◆ **Supplied text**
Segment Open

Posted: 09/19/11 06:52 PM ET

So the really big fight -- perhaps the defining battle of 2012 -- won't be over Medicare. It won't even be over Obama's jobs program.

It will be over whether the rich should pay more taxes.

The president has vowed to veto any plan to tame the debt that doesn't increase taxes on the rich. The Republicans have vowed to oppose any tax increases on the rich.

It's a good fight to have.

In a Rose Garden ceremony this morning, Obama proposed new taxes on the wealthy -- including a special new tax for millionaires, the closing of loopholes and deductions for people making more than $250,000 a year, and an end to the portion of the Bush tax cut going to higher incomes.

Republicans accuse the president of instigating "class warfare." But it's not warfare to demand the rich pay their fair share of taxes to bring down America's long-term debt.

After all, the richest 1 percent of Americans now takes home more than 20 percent of total income. That's the highest share going to the top 1 percent in almost 90 years.

Segment Closed

◆ **Data extracts**
Segment Open

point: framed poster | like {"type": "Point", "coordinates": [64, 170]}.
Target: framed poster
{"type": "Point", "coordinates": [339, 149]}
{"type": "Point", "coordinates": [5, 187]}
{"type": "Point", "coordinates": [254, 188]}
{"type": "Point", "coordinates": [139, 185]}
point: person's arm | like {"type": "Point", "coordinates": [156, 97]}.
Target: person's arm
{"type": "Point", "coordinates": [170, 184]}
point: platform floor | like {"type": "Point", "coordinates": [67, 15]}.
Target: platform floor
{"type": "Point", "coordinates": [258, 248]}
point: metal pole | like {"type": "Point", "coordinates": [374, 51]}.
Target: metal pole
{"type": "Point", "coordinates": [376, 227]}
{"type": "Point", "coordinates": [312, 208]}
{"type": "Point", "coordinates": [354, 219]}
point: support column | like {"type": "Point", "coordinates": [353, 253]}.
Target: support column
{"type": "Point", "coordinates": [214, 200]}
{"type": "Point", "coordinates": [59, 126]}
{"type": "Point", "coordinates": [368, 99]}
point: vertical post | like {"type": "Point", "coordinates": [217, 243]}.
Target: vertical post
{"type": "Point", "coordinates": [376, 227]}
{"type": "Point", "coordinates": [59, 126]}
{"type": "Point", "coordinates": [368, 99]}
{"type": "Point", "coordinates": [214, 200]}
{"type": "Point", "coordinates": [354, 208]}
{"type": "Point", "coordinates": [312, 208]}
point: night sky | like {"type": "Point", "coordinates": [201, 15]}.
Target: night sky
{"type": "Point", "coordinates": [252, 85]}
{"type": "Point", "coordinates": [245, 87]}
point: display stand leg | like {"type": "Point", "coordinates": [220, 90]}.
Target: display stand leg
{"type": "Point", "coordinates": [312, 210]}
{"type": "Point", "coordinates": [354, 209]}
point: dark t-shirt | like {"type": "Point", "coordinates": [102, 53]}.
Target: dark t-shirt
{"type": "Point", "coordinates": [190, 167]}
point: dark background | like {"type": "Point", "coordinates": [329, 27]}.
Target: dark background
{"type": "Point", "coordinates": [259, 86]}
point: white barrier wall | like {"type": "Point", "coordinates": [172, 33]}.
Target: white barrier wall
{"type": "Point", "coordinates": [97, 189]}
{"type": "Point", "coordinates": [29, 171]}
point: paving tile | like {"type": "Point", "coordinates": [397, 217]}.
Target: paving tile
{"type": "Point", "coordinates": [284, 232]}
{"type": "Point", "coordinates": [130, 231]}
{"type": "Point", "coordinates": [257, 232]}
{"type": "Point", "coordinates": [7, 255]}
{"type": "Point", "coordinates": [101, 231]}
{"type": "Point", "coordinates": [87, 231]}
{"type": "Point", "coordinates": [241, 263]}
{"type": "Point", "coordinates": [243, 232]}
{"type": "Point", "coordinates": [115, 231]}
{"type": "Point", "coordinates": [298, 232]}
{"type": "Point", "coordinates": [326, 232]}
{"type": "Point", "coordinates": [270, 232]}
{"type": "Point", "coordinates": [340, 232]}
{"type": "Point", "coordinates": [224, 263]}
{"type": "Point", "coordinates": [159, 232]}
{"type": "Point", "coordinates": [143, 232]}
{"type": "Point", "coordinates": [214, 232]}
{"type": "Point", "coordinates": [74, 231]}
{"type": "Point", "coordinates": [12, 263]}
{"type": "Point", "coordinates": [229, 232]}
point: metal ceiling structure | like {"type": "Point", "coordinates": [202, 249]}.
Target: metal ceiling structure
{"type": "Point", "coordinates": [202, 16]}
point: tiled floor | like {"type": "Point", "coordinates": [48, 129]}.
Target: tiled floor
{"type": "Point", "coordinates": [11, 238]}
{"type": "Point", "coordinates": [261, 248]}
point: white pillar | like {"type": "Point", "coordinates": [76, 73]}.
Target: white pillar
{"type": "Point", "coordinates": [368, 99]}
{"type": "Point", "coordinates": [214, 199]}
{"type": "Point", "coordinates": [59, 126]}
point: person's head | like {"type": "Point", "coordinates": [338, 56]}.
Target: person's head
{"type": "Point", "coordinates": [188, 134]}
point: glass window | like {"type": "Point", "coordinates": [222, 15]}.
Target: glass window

Segment Closed

◆ **Work request A**
Repeat the passage of the tax column starting at "So the really" and ending at "increases on the rich.", word for word.
◆ **Work request B**
Pick up the column on raising taxes for the rich after its last sentence and keep writing it.

◆ **Answer box A**
So the really big fight -- perhaps the defining battle of 2012 -- won't be over Medicare. It won't even be over Obama's jobs program.

It will be over whether the rich should pay more taxes.

The president has vowed to veto any plan to tame the debt that doesn't increase taxes on the rich. The Republicans have vowed to oppose any tax increases on the rich.

◆ **Answer box B**
And they now pay at the lowest tax rates in half a century -- half the rate they paid on ordinary income prior to 1981.

(Unfortunately, the President isn't proposing to raise the capital-gains tax -- which, now at 15 percent, creates a loophole large enough for the super-rich to drive their Ferrari's through. About 80 percent of the income of America's richest 400 comes in the form of capital gains. Here's where billionaire hedge-fund and private-equity fund managers make out like bandits. As I've noted, I also wish he aimed higher -- for more brackets and higher rates at the very top. But at least he's drawn a line in the sand. The veto message is clear.)

Anyone who says the American economy suffers when the rich pay more in taxes doesn't know history. We grew faster the first three decades after World War II than we have since.

Trickle-down economics has been a cruel joke.

On the other hand -- given projected budget deficits -- if the rich don't pay their fair share, the rest of us will have to bear more of a burden. And that burden inevitably will come in the form of either higher taxes or fewer public services.

If anyone's declared class warfare it's the people who inhabit the top rungs of big corporations and Wall Street (and who comprise a disproportionate number of America's super rich). They've declared it on average workers.

The ratio of corporate profits to wages is higher than it's been since before the Great Depression. And even as corporate salaries and perks keep rising, the median wage keeping dropping, and jobs continue to be shed.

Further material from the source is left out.